* Records provided *
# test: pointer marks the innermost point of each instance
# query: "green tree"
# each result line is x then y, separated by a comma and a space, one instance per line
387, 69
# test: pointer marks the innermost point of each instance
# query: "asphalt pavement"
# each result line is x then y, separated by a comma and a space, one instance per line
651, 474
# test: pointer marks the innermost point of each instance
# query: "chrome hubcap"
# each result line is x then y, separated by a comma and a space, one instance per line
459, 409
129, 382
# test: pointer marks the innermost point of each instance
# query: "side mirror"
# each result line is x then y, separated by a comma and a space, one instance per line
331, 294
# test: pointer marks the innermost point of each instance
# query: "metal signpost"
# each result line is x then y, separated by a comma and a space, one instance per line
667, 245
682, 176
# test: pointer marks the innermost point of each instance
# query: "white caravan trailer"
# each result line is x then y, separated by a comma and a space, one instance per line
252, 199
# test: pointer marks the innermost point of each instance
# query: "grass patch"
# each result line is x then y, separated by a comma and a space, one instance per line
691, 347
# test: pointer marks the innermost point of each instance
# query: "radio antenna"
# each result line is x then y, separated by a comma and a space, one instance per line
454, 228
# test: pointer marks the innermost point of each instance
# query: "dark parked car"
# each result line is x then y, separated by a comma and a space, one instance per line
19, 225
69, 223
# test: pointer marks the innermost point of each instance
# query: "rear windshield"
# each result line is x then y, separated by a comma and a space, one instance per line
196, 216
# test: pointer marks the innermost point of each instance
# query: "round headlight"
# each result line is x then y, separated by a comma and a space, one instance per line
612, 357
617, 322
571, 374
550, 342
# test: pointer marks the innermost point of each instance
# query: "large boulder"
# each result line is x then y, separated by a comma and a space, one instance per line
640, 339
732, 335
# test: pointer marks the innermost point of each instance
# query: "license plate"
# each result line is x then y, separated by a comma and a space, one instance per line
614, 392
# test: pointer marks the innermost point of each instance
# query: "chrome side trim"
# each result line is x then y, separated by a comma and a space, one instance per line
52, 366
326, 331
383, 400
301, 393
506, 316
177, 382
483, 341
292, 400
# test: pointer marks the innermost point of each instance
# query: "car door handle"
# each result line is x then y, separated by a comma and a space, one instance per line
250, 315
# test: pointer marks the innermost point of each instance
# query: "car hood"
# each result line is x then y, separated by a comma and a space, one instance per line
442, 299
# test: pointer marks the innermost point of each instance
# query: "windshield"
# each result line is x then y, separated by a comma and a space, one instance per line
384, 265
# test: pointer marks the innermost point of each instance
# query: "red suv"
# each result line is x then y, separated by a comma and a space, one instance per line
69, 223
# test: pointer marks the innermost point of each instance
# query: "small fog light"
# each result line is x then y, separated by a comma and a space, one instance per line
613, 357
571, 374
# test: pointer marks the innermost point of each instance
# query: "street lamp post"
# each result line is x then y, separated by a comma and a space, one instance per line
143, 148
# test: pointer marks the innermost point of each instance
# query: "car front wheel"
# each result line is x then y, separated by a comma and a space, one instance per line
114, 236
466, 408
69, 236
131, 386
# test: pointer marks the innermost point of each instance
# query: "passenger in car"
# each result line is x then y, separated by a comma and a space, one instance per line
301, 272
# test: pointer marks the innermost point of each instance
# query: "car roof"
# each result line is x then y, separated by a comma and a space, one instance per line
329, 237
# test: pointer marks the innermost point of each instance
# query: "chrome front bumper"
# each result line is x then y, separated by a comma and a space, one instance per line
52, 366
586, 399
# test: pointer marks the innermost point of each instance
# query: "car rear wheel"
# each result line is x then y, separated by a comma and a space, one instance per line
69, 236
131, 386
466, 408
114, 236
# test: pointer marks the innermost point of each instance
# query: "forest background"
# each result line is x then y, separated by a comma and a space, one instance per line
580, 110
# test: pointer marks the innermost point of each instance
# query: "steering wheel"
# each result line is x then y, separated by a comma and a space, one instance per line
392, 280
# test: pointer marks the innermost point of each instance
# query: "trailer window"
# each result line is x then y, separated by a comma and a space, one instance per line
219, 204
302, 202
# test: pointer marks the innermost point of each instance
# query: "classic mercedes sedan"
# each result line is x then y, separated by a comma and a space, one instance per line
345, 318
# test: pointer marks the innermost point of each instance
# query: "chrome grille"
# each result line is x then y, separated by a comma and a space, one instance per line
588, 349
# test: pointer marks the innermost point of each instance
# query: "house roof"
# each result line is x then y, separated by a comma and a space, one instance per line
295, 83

* Assignment *
Only lines with the word "rear" go in the answer. Take them all from the entries above.

* Answer to this task *
# query: "rear windshield"
# query: "car rear wheel"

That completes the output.